### THE REQUEST:
Starting with the line that contains "[tag] wicker patio", set down each line through the end of the entries below, exactly and with nothing added.

### MATERIAL FOR THIS EXERCISE:
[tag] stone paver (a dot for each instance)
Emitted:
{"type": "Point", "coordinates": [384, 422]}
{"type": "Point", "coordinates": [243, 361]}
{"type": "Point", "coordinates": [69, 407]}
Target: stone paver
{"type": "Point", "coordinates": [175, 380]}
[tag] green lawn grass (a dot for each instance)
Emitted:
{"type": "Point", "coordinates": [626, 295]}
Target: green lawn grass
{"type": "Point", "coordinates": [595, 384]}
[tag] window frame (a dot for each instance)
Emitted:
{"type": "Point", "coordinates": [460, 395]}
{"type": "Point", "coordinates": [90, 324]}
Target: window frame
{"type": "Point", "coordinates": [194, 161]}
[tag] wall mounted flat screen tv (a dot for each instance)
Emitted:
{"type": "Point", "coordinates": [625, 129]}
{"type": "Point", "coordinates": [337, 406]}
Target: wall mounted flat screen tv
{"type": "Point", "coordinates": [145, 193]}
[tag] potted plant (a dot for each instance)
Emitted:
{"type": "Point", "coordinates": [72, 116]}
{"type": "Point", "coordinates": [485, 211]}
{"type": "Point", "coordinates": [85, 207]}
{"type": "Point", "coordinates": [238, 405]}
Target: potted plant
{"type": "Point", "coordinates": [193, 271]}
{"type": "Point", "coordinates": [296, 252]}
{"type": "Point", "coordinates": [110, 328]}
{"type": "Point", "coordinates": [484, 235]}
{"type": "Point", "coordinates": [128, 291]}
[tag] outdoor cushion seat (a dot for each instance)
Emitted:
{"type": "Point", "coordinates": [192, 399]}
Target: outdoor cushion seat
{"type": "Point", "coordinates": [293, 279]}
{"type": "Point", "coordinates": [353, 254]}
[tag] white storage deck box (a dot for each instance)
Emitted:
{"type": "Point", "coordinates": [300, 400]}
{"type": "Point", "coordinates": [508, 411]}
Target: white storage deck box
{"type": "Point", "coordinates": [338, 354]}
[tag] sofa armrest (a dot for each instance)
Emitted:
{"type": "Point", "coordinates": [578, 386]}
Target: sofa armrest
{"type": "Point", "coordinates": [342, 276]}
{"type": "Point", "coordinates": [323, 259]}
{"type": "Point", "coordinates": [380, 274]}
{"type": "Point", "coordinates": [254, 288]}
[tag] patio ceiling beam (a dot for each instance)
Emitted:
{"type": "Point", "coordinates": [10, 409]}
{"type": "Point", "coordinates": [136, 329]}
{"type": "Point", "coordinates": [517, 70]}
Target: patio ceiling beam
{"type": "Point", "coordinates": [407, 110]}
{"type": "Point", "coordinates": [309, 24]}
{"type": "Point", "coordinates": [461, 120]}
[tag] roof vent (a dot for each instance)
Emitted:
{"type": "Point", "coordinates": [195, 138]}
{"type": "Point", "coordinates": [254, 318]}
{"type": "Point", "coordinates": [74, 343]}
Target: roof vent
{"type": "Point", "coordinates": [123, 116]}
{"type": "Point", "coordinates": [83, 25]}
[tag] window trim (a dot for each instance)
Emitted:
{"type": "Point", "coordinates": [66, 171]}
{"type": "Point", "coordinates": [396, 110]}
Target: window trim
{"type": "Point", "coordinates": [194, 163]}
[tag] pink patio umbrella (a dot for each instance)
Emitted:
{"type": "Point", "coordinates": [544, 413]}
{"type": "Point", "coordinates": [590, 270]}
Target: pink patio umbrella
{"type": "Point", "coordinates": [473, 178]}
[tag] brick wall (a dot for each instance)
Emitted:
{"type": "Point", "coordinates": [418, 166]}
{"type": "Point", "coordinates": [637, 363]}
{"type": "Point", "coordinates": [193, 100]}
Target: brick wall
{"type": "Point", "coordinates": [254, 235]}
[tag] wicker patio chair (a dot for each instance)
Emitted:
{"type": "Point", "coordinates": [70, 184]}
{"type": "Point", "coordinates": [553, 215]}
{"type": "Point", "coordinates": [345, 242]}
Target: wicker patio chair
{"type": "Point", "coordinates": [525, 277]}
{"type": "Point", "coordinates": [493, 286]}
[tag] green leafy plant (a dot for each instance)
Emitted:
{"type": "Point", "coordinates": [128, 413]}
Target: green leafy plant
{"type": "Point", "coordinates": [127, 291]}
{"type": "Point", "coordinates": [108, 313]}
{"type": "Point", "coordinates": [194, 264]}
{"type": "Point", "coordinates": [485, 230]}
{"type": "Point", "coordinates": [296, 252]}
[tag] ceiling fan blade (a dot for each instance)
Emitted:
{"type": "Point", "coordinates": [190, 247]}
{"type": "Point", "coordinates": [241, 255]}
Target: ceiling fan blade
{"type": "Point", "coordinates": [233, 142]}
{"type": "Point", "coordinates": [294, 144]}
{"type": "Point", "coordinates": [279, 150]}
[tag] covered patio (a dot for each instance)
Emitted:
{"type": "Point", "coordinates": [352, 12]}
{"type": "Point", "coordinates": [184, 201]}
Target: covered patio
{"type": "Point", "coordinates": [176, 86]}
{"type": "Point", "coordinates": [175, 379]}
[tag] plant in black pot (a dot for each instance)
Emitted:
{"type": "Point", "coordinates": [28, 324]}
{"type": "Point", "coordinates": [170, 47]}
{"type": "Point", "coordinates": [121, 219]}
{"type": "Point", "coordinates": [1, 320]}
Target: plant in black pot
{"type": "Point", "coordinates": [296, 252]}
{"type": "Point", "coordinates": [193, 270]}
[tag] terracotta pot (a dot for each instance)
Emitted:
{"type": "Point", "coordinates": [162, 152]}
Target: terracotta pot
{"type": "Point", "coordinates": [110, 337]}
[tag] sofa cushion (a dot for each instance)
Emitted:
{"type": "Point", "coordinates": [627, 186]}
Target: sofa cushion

### EXERCISE RESPONSE:
[tag] wicker patio chair (a dot for each instance)
Emitted:
{"type": "Point", "coordinates": [70, 184]}
{"type": "Point", "coordinates": [553, 215]}
{"type": "Point", "coordinates": [345, 242]}
Target: wicker patio chair
{"type": "Point", "coordinates": [525, 277]}
{"type": "Point", "coordinates": [493, 286]}
[tag] green leafy plant (a dot for each instance)
Emitted:
{"type": "Point", "coordinates": [128, 413]}
Target: green leafy plant
{"type": "Point", "coordinates": [127, 291]}
{"type": "Point", "coordinates": [108, 313]}
{"type": "Point", "coordinates": [194, 264]}
{"type": "Point", "coordinates": [485, 230]}
{"type": "Point", "coordinates": [296, 252]}
[tag] ceiling fan blade (a dot for each instance)
Emitted:
{"type": "Point", "coordinates": [190, 247]}
{"type": "Point", "coordinates": [241, 255]}
Target: ceiling fan blade
{"type": "Point", "coordinates": [233, 142]}
{"type": "Point", "coordinates": [294, 144]}
{"type": "Point", "coordinates": [279, 150]}
[tag] covered patio (a dot for each instance)
Emitted:
{"type": "Point", "coordinates": [352, 12]}
{"type": "Point", "coordinates": [184, 201]}
Target: covered patio
{"type": "Point", "coordinates": [176, 86]}
{"type": "Point", "coordinates": [175, 379]}
[tag] plant in black pot (a dot for each instance)
Emitted:
{"type": "Point", "coordinates": [28, 324]}
{"type": "Point", "coordinates": [170, 47]}
{"type": "Point", "coordinates": [121, 219]}
{"type": "Point", "coordinates": [1, 320]}
Target: plant in black pot
{"type": "Point", "coordinates": [296, 252]}
{"type": "Point", "coordinates": [193, 270]}
[tag] terracotta pot (a dot for each instance)
Emitted:
{"type": "Point", "coordinates": [162, 152]}
Target: terracotta pot
{"type": "Point", "coordinates": [110, 337]}
[tag] sofa cushion (a dot for each instance)
Emitted:
{"type": "Point", "coordinates": [627, 186]}
Target: sofa cushion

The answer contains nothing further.